[What is needed] Can you reproduce only the lines starting at the one containing "trees by giving the bounding box." and ending at the one containing "[330,498,883,716]", both included, with the requests kept as they are and every bounding-box coordinate in the answers multiplied by 2.55 and rounded to a whole number, halves rounded up?

[Given entries]
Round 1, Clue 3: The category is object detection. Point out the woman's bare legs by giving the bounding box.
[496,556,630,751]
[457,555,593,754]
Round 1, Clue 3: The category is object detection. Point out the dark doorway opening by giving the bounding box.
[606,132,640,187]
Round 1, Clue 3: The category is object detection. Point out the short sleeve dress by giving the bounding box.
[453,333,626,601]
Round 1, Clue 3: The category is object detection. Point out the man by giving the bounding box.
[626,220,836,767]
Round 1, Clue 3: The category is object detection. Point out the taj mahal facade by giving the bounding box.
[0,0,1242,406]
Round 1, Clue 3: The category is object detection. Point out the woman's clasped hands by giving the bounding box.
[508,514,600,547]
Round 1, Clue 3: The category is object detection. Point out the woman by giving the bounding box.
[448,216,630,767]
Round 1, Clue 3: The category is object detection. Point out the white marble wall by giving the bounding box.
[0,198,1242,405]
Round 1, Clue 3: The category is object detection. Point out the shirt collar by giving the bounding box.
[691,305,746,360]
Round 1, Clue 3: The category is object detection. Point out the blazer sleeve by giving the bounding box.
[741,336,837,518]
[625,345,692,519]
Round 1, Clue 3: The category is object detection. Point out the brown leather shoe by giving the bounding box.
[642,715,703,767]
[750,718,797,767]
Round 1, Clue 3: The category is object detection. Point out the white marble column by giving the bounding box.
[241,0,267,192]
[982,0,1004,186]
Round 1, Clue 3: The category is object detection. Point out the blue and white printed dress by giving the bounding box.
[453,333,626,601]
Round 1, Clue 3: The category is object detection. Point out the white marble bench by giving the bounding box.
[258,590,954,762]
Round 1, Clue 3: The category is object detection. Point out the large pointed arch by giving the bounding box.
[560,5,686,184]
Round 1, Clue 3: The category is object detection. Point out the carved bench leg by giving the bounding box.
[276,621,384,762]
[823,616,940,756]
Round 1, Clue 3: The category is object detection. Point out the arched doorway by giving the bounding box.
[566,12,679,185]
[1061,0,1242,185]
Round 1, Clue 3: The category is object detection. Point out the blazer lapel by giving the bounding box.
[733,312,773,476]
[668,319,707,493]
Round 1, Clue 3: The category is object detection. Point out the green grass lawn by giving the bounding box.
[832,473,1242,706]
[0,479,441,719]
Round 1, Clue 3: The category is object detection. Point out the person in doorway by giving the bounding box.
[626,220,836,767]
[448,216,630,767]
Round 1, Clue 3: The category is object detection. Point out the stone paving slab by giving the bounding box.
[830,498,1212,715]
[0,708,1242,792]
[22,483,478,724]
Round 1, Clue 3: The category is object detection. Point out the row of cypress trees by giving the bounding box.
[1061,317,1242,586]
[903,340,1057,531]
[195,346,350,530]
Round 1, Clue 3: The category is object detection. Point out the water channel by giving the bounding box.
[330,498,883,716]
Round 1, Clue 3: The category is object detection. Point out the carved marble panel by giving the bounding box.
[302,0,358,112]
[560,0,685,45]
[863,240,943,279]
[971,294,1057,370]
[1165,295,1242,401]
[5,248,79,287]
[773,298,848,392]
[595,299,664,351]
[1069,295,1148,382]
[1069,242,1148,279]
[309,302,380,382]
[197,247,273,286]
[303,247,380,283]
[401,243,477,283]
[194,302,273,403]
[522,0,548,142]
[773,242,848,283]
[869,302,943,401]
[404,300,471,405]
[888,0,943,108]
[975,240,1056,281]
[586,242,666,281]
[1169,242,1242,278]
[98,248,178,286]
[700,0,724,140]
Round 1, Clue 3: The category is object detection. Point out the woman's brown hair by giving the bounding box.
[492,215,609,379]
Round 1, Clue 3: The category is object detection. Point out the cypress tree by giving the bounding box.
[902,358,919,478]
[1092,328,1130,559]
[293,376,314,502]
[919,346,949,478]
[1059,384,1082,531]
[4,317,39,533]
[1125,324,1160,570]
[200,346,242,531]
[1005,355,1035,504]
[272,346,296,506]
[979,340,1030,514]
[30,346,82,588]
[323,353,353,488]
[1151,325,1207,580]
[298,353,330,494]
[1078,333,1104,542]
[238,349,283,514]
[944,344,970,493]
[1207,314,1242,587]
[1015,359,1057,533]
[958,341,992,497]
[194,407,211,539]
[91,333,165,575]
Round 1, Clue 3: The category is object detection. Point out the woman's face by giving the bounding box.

[Result]
Round 1, Clue 3: The category is object detection. Point out the row of cypress trees by giving the bounding box.
[2706,808,3167,1494]
[2303,867,2695,1354]
[497,882,893,1352]
Round 1, Clue 3: The category is object detection. Point out the water channel by giving the bounding box.
[842,1270,2252,1826]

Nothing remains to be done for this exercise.